EXERCISE OBJECTIVE |
Reproduce the following span from the Edinburgh bonfire ban article word for word, starting at "People who are self isolating rely" and ending at "and Rescue Service.".

SUPPLIED PASSAGE |
= Beginning of Section =
Bonfires have been banned across Edinburgh during the Coronavirus lockdown in a bid to keep the air clear for people who are self isolating.
The move by City of Edinburgh Council comes after it suspended its garden waste collection.
People have been told to compost rather than burn their vegetation during the lockdown period.
People who are self isolating rely on fresh air from open windows as they are unable to leave their homes.
Officials said people must help them by not creating any pollution that could make their condition worse.
The move has been backed by the British Lung Foundation Scotland and the Scottish Fire and Rescue Service.
Joseph Carter, head of British Lung Foundation Scotland, urged people to be "mindful of others" during the lockdown.
He said: "It's really concerning to see reports of garden waste burning on the rise in recent weeks.
"About one in five people in Scotland have a pre-existing lung condition and they are particularly vulnerable at the moment.
= End of Section =
(Collection entries)
= Beginning of Section =
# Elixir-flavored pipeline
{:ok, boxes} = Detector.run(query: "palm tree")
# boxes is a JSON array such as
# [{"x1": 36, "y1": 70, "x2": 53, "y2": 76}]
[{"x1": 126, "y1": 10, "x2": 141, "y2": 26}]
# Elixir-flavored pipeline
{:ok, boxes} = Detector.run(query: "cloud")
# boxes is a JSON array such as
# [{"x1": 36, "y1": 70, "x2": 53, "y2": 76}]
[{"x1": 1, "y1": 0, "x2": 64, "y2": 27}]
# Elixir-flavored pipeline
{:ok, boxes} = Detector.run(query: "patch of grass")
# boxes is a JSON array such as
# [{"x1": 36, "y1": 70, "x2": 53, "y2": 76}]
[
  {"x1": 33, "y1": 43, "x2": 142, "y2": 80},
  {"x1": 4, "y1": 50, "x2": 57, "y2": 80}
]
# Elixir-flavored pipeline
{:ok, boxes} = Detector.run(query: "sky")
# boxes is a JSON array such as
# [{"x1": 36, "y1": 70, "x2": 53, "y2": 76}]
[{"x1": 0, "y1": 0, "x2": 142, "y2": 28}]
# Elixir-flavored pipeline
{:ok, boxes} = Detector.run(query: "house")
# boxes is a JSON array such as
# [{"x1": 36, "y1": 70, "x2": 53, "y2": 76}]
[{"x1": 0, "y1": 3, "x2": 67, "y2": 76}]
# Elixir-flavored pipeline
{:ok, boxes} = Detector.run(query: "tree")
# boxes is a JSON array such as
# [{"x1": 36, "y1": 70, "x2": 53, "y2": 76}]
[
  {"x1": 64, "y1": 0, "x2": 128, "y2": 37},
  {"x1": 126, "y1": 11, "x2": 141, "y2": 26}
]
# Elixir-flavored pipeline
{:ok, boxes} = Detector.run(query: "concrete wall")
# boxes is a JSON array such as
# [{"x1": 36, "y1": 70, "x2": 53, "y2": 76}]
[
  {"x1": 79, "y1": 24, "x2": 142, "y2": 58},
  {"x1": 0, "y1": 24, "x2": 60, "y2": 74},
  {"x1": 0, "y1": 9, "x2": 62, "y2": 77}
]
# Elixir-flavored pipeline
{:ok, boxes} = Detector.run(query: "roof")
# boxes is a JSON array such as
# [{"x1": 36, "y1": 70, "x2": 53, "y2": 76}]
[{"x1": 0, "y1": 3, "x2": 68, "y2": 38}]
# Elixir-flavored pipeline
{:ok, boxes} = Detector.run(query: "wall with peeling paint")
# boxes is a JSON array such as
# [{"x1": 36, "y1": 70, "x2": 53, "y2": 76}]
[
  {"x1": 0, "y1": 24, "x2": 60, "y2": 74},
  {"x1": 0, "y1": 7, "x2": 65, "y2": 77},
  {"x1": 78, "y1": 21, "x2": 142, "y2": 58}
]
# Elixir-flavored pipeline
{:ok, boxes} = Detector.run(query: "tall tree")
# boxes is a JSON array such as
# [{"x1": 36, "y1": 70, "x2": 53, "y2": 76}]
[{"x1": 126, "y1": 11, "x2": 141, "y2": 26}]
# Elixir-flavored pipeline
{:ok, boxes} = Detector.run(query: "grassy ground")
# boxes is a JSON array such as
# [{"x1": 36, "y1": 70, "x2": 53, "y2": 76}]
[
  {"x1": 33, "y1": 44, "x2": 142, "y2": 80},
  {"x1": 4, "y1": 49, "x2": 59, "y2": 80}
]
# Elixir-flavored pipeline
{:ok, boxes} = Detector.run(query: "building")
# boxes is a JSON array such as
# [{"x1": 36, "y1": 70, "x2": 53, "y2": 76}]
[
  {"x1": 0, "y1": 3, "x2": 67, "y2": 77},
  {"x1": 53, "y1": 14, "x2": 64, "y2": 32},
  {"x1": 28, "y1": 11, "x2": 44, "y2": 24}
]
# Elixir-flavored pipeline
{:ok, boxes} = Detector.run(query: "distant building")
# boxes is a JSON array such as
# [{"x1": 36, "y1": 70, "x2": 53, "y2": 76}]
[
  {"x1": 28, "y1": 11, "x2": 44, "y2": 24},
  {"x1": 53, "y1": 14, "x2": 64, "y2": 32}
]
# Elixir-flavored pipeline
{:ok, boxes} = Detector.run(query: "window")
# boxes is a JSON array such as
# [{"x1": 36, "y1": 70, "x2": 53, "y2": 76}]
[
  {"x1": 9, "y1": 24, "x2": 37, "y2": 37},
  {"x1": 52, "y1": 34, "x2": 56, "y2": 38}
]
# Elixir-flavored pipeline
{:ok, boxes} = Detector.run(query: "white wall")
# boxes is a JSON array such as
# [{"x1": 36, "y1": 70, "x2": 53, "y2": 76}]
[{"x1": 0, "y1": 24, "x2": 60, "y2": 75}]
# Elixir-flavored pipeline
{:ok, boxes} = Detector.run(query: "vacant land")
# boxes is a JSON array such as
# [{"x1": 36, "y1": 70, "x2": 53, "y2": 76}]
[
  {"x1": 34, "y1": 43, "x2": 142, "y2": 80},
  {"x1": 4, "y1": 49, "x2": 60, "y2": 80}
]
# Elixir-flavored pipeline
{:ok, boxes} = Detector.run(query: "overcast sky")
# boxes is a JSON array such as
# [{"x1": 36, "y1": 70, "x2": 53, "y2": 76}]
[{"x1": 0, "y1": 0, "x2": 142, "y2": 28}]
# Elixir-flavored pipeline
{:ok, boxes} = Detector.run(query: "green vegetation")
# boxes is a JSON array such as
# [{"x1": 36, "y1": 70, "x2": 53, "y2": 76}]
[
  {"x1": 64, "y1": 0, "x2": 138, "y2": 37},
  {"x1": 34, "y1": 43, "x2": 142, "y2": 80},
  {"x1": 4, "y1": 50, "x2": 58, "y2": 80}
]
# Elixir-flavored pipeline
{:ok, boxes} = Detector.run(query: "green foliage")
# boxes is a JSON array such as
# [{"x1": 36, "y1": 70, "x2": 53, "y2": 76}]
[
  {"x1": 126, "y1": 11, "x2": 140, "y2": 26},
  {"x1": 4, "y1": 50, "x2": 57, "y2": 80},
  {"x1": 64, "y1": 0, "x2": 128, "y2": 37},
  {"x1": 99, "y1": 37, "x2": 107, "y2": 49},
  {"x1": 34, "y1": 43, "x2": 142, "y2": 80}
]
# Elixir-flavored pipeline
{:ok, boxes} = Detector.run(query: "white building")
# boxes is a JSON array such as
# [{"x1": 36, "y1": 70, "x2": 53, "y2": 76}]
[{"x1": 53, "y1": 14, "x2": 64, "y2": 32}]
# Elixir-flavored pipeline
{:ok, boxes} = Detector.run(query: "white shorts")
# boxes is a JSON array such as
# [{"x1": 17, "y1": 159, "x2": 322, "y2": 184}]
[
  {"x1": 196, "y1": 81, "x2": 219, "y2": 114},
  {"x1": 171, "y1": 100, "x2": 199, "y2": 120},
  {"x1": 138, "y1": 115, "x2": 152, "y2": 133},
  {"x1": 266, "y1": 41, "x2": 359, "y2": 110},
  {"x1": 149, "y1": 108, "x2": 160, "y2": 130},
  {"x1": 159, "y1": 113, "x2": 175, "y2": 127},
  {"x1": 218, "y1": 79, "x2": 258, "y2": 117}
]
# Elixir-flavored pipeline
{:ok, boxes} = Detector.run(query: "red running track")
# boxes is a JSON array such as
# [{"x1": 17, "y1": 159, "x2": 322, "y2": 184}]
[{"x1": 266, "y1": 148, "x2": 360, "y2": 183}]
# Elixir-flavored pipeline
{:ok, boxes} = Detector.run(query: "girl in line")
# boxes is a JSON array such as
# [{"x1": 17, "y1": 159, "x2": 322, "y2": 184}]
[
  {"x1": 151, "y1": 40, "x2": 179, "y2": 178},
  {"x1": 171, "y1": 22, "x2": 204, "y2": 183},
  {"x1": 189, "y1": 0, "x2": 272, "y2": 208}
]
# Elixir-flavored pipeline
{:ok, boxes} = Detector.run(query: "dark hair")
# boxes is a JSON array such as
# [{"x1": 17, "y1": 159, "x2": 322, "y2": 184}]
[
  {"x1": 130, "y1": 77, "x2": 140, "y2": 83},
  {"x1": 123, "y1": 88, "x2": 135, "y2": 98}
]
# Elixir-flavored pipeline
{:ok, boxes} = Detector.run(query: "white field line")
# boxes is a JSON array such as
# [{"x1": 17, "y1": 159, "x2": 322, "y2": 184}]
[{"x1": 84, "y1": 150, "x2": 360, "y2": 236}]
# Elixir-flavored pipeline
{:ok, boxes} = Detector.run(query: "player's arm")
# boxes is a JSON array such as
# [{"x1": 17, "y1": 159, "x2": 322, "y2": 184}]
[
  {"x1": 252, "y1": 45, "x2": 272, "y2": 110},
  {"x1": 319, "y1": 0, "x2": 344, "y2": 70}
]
= End of Section =
EXERCISE RESPONSE |
People who are self isolating rely on fresh air from open windows as they are unable to leave their homes.
Officials said people must help them by not creating any pollution that could make their condition worse.
The move has been backed by the British Lung Foundation Scotland and the Scottish Fire and Rescue Service.